__Problem details__.
Please copy out the material below, putting "occurrence" in place of every "instance" and leaving all else unchanged. Leave the pictures out.

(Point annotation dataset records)
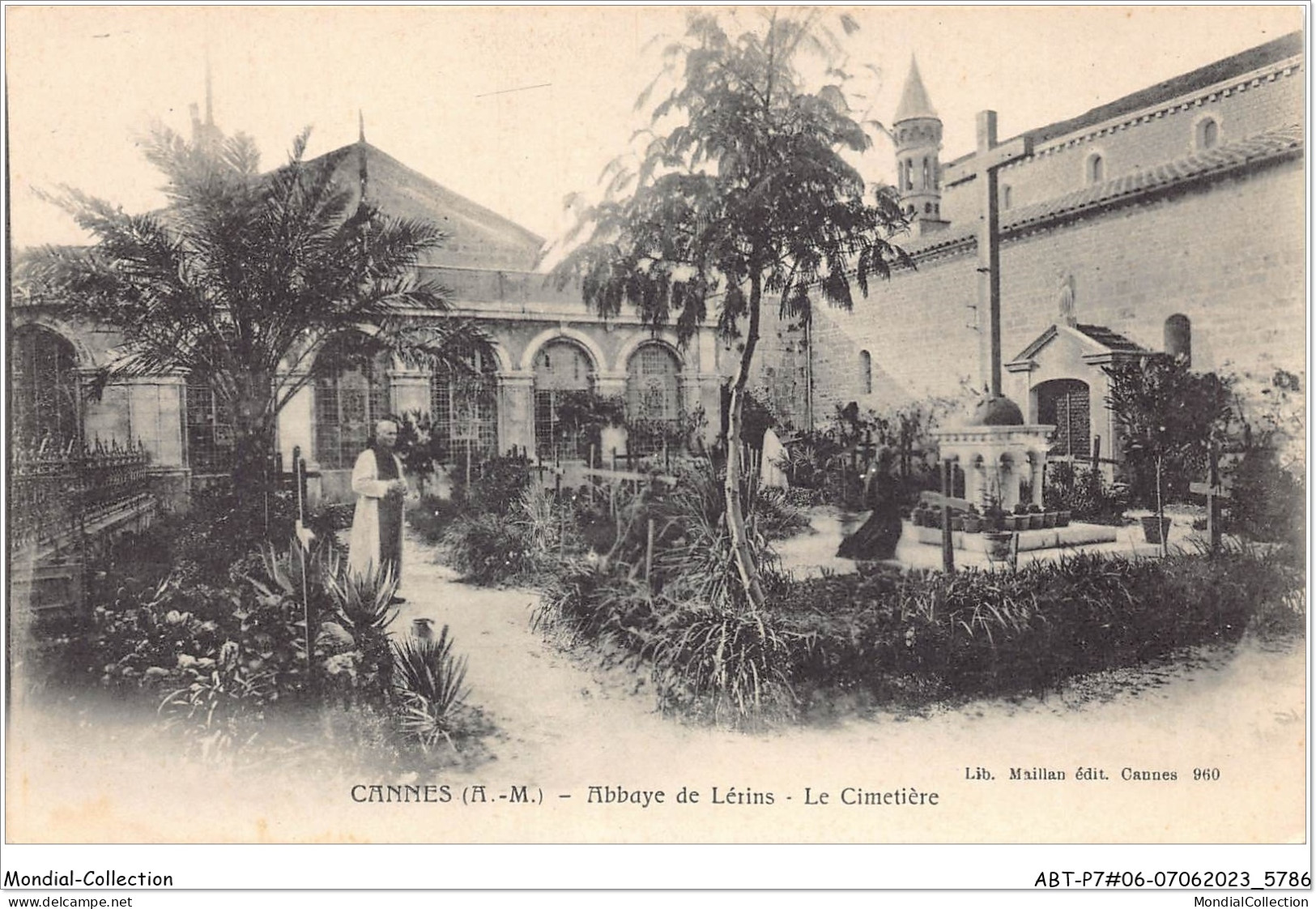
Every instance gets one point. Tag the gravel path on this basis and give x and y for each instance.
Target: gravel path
(564, 726)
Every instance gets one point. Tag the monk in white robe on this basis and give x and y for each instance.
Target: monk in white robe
(377, 526)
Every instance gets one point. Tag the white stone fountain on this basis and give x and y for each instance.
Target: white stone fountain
(1000, 454)
(1004, 460)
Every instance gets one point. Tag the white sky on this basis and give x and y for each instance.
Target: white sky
(86, 83)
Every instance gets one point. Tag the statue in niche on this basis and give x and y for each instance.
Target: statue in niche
(1067, 301)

__Response to this exercise__.
Every occurrence gets one point. Tag the gravel path on this basis and give x and y for each occurrence.
Target: gravel path
(564, 726)
Every occurrence gets one point. Tag the monk in white robe on this basis and give x and y for each occurrence.
Target: monk in white robe
(377, 526)
Every occurrence gets one point. Tag the white stone fountain on this basis and give x and y for each occurrence.
Target: white stone fountain
(1000, 454)
(1004, 460)
Every occurrence gets one point. Tag the white sky on this basis and give x and y for each occurrence.
Target: white sky
(86, 83)
Every occurrence gets one point. Tag the statue in niche on this basis and give x and y for each occurrence.
Target: statue in niche
(1067, 301)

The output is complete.